Reproduce the data below, substituting "integer" for every occurrence of "whole-pixel" and leaving all other text unchanged.

EXERCISE INPUTS:
******
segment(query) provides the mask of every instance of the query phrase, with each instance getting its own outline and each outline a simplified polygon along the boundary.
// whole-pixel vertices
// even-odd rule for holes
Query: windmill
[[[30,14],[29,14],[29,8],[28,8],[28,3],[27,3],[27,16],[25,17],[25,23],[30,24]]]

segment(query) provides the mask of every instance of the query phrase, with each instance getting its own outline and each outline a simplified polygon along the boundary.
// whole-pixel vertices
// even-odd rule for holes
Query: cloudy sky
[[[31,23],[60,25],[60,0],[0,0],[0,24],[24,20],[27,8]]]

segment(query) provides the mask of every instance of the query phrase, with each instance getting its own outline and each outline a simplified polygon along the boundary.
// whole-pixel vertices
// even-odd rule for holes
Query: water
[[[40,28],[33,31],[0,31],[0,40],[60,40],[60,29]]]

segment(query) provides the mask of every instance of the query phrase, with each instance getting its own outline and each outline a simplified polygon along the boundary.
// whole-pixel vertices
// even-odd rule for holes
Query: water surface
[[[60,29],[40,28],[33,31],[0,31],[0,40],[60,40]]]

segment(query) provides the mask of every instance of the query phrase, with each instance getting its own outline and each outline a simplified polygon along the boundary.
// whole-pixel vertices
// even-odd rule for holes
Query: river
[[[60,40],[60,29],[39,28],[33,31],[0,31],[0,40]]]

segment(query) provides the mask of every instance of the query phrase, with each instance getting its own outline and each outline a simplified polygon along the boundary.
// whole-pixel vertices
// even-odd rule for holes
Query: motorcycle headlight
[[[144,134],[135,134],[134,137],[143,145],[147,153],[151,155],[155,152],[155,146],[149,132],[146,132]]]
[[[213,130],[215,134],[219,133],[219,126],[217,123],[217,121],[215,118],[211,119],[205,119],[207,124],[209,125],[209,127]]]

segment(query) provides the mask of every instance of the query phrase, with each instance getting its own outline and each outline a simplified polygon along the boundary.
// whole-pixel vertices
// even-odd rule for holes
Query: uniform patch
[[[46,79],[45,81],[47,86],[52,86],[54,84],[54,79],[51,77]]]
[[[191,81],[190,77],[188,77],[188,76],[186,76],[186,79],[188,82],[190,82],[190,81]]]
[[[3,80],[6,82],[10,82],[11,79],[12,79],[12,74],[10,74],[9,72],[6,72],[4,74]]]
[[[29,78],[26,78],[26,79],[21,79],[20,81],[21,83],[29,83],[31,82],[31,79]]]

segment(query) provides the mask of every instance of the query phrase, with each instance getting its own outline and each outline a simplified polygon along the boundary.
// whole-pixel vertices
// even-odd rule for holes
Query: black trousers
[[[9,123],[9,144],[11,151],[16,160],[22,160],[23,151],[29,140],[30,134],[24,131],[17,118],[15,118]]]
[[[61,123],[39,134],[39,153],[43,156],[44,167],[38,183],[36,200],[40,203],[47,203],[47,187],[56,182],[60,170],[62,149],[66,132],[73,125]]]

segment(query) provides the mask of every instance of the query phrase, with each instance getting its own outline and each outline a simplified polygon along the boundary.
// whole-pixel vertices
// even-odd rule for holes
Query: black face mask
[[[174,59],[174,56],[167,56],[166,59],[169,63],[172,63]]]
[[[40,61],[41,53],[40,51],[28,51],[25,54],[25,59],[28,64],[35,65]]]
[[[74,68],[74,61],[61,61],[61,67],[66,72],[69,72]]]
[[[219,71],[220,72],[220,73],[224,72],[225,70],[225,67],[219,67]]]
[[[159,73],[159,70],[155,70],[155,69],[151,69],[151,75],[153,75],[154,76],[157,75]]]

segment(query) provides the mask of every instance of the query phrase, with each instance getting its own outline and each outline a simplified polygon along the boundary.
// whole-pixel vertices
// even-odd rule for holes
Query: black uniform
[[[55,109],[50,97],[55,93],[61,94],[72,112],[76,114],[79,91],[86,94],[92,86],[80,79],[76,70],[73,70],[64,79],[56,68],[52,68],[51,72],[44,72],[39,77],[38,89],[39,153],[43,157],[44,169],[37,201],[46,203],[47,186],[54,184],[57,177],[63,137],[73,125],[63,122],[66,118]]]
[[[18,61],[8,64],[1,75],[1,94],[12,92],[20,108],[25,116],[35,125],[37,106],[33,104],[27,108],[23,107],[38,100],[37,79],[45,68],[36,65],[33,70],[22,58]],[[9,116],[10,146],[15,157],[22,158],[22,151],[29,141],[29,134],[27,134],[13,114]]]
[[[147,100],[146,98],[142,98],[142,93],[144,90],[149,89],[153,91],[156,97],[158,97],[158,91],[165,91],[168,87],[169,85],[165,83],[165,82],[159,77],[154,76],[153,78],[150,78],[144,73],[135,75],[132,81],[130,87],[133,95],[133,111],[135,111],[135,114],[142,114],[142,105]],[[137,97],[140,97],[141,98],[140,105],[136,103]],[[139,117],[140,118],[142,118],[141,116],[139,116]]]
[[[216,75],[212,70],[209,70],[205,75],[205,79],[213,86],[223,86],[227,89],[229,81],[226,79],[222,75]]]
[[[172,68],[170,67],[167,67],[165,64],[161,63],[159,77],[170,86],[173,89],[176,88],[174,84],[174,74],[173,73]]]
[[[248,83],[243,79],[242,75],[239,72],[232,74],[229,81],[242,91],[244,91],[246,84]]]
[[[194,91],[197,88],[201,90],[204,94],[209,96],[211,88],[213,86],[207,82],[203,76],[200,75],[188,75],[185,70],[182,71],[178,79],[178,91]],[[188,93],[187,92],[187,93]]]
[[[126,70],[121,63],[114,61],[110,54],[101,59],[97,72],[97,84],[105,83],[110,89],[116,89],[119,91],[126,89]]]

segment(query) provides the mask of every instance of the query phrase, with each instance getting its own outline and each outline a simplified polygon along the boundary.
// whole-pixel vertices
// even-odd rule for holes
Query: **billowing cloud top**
******
EXPECTED OUTPUT:
segment(query) provides the mask of every instance of the query phrase, with each instance getting its own outline and each outline a simplified polygon along the boundary.
// integer vertices
// even-odd rule for holes
Query: windmill
[[[30,14],[29,14],[29,8],[28,8],[28,3],[27,3],[27,16],[25,17],[25,23],[30,24]]]

segment(query) provides the mask of every instance of the query phrase, with each instance getting its own outline and each outline a simplified polygon along the boundary.
// integer vertices
// even-odd rule for holes
Query: cloudy sky
[[[31,23],[60,25],[60,0],[0,0],[0,24],[24,20],[27,8]]]

segment(query) provides the mask of every instance of the query phrase, with each instance getting its own outline and each outline a simplified polygon along the boundary.
// integer vertices
// even-odd rule for holes
Query: water
[[[40,28],[33,31],[0,31],[0,40],[60,40],[60,29]]]

segment(query) provides the mask of every instance of the query phrase, with each instance getting its own outline and each outline a simplified polygon along the boundary.
// integer vertices
// even-odd rule for holes
Query: water surface
[[[60,29],[40,28],[33,31],[0,31],[0,40],[60,40]]]

segment(query) provides the mask of every instance of the query phrase, with each instance getting its own outline and each outline a simplified polygon along the boundary.
// integer vertices
// even-odd rule for holes
Query: river
[[[60,40],[60,29],[39,28],[33,31],[0,31],[0,40]]]

segment(query) provides the mask of every instance of the query phrase, with each instance getting its own outline and each outline a simplified polygon along the boundary.
// integer vertices
// even-odd rule for holes
Query: motorcycle headlight
[[[144,134],[135,134],[134,137],[143,145],[147,153],[151,155],[155,152],[155,146],[149,132],[146,132]]]
[[[213,130],[215,134],[219,133],[219,126],[217,123],[217,121],[215,118],[211,119],[205,119],[207,124],[209,125],[209,127]]]

segment(query) provides the mask of every instance of the query phrase, with each instance getting its own outline and each outline a simplified polygon along the boundary.
// integer vertices
// even-odd rule for holes
Query: uniform patch
[[[46,79],[45,81],[47,86],[52,86],[54,84],[54,79],[51,77]]]
[[[191,81],[190,77],[188,77],[188,76],[186,76],[186,79],[188,82],[190,82],[190,81]]]
[[[3,80],[6,82],[10,82],[11,79],[12,79],[12,74],[10,74],[9,72],[6,72],[4,74]]]
[[[29,78],[26,78],[26,79],[21,79],[20,81],[21,83],[29,83],[31,82],[31,79]]]

segment(query) provides the mask of every instance of the query phrase, with each instance getting its own outline and each outline a simplified polygon along the boundary.
// integer vertices
// even-odd rule for holes
Query: black trousers
[[[9,123],[9,144],[11,151],[16,160],[22,160],[23,151],[29,140],[30,134],[24,131],[17,118],[15,118]]]
[[[61,123],[39,134],[39,153],[43,156],[44,167],[38,183],[36,200],[40,203],[47,203],[47,187],[56,182],[60,170],[62,149],[66,132],[73,125]]]

segment(query) provides the mask of every instance of the query phrase, with each instance getting its own outline and each outline a simplified polygon along the boundary.
// integer vertices
// even-odd rule for holes
Query: black face mask
[[[174,59],[174,56],[167,56],[166,59],[169,63],[172,63]]]
[[[40,61],[41,53],[40,51],[28,51],[25,54],[25,59],[28,64],[35,65]]]
[[[74,68],[74,61],[61,61],[61,67],[66,72],[69,72]]]
[[[219,71],[220,72],[220,73],[224,72],[225,70],[225,67],[219,67]]]
[[[159,73],[159,70],[155,70],[155,69],[151,69],[151,75],[153,75],[154,76],[157,75]]]

segment(query) provides the mask of every instance of the query phrase, with each instance getting its own outline and each outline a simplified polygon along the boundary.
// integer vertices
// even-odd rule for holes
Query: black uniform
[[[55,109],[50,97],[55,93],[61,94],[72,112],[76,114],[79,91],[86,94],[92,86],[80,79],[76,70],[73,70],[64,79],[56,68],[52,68],[51,72],[44,72],[39,77],[38,89],[39,153],[43,157],[44,169],[37,201],[46,203],[47,186],[54,184],[57,177],[63,137],[73,125],[63,122],[66,118]]]
[[[18,61],[8,64],[1,75],[1,94],[12,92],[20,108],[25,116],[35,125],[37,106],[33,104],[27,108],[23,107],[38,100],[37,79],[45,68],[36,65],[33,70],[22,58]],[[9,116],[10,146],[15,157],[22,158],[22,151],[29,141],[29,134],[27,134],[13,114]]]
[[[147,100],[146,98],[142,98],[142,93],[144,90],[149,89],[153,91],[156,97],[158,97],[158,91],[165,91],[168,87],[169,85],[165,83],[165,82],[159,77],[154,76],[153,78],[150,78],[144,73],[135,75],[132,81],[130,87],[133,95],[133,111],[135,111],[135,114],[142,114],[142,105]],[[137,97],[140,97],[141,98],[140,105],[136,103]],[[139,117],[140,118],[142,118],[141,116],[139,116]]]
[[[216,75],[212,70],[209,70],[205,75],[205,79],[213,86],[223,86],[227,89],[229,81],[226,79],[222,75]]]
[[[172,68],[170,67],[167,67],[165,64],[161,63],[159,77],[170,86],[173,89],[176,88],[174,84],[174,74],[173,73]]]
[[[248,83],[243,79],[242,75],[239,72],[232,74],[229,81],[242,91],[244,91],[246,84]]]
[[[194,91],[197,88],[201,90],[204,94],[209,96],[211,88],[213,86],[207,82],[203,76],[200,75],[188,75],[185,70],[182,71],[178,79],[178,91]],[[188,93],[187,92],[187,93]]]
[[[126,70],[121,63],[114,61],[110,54],[101,59],[97,72],[97,84],[105,83],[110,89],[116,89],[119,91],[126,89]]]

segment(query) provides the mask of every instance of the query phrase, with each instance getting its own outline and each outline a simplified polygon along the boundary.
// integer vertices
// even-odd rule for holes
Query: **billowing cloud top**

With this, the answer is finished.